**Required work**
1. In the court ruling excerpt, what did paragraph 26 say the plaintiffs did not attach to show the extent of the degradation?
2. Write a continuation of the court ruling excerpt, picking up after its final sentence.

**Text block**
II. Whether the Plaintiffs have disclosed a reasonable cause of action?

RULING: IN PLAINTIFF’S FAVOUR.
Para. 22: “The crux of this application is the plaintiffs’ allegation of crude oil spills, gas flaring, environmental degradation, destruction of communal fishing water and unlawful takeover of their communal natural resources by the Defendants. The above are issues and elements suggestive of rights violation. The object of pleading is to ascertain with precision the issue between the parties. The facts alleged by the plaintiffs as summarized above are precise and discloses a reasonable cause of action which if established will entitle them to the reliefs sought. The argument of the Defendant on this ground therefore fails.”
.
.
III. Whether from the facts presented, the Plaintiffs have led sufficient evidence to substantiate their claims against the Defendants?

RULING: IN RESPONDENT’S FAVOUR.
Para. 26: “The Plaintiffs failed to adduce evidence to support their allegation. They did not attach any photograph, or expert report to show the extent of the said degradation and its negative impact on them personally.”

Para. 27: “As to the award of oil mining leases, the Defendants denied the Plaintiffs allegation and states that the award are done in compliance with the due process in its National Laws. The Plaintiff failed to lead any evidence or establish with specificity that any of them applied for the said mining license and was denied on the sole reason that he is from the Niger Delta. They thus failed to discharge the evidential burden of proof necessary to establish their allegation. Above all the Defendants acted within the purview of its Domestic Law which this Court lacks competence to question same in situation that its provisions have the effect of violating the rights of the Plaintiffs.”

**Information supplied**
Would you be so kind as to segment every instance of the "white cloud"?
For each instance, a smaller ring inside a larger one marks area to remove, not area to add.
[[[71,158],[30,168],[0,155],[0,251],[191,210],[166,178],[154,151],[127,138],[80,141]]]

**Final answers**
1. Any photograph or expert report.

2.
Para. 28 – 29: “Assuming that the Plaintiffs have the right to challenge the award of oil mining licenses, they have failed to sufficiently provide evidence to support the facts they bring forth or to buttress the discrimination they claim to have been victims of. They have failed to prove that they actually participated in a bid and were disqualified, neither did they attach any documents to show that they complied with the 29 requirements for the grant of mining license and were so disqualified on the sole ground that they are from the Niger Delta.”
.
.
.
✓ DECISION:
“AS TO ADMISSIBILITY: DECLARES: That the suit is admissible with regard to the personal rights of the Plaintiffs alleged to have been violated; and all preliminary objections to the suit be dismissed and is hereby dismissed.
AS TO THE MERITS: Declares that Plaintiffs case is unmeritorious and should be dismissed in its entirety on the basis of the reasons adduced above.
AS TO COSTS: Parties should bear their own costs.”

Available:  Mobil Oil (Nigeria) Limited v. J. M. Johnson (1961)

➥ MISCELLANEOUS POINTS

➥ REFERENCED (STATUTE)

➥ REFERENCED (CASE)
⦿ MERE ALLEGATION OF HUMAN RIGHTS VIOLATION SATISFIES RATIONE MATERIAE
✓ Para. 14: In Serap V. Federal Republic Of Nigeria & 4 ors, (2014) ECW/CCJ/JUD/16/14 (unreported), the Court held that the mere allegation that there has been a violation of human rights in the territory of a member State is sufficient prima facie to justify the jurisdiction of this Court on the dispute, surely without any prejudice to the substance and merits of the complaint which has to be determined only after the parties have been given the opportunity to present their case, with full guarantees of fair trial.

✓ Para 15: Similarly in El Hadji Aboubacar Vs. BCEAO & Rep. of Niger (2011) CCJELR (unreported) pg. 8, Para 25, the Court found that for an application to be admissible in matters of human rights, the mere citing of the facts connected with such description suffices to confer competence on it.

⦿ INITIATING APPLICATION DETERMINES COURT’S JURISDICTION
In Bakary Sarre & 28 Ors vs. Senegal (2011) (unreported) Pg. 11, Para. 25, the Court held that its competence to adjudicate in a given case depends not only on its texts, but also on the substance of the Initiating Application. The Court accords every attention to the claims made by the Applicants, the pleas in law invoked, and in an instance where human right violation is alleged, the Court equally carefully considers how the parties present such allegations.

⦿ TO CHALLENGE A LAW, AN INDIVIDUAL MUST SHOW THAT HE IS DIRECTLY AFFECTED
Para. 16: In Aumeeruddy-Cziffra and Others v. Mauritius (Communication No. R.9/35) 9 April 1981, the United Nations Human Rights Committee pointed out that to bring an Application before it, an individual must be actually affected ‘by the act complained of and that no individual can in the abstract, by way of actio popularis, challenge a law or practice claimed to be contrary to the Covenant’.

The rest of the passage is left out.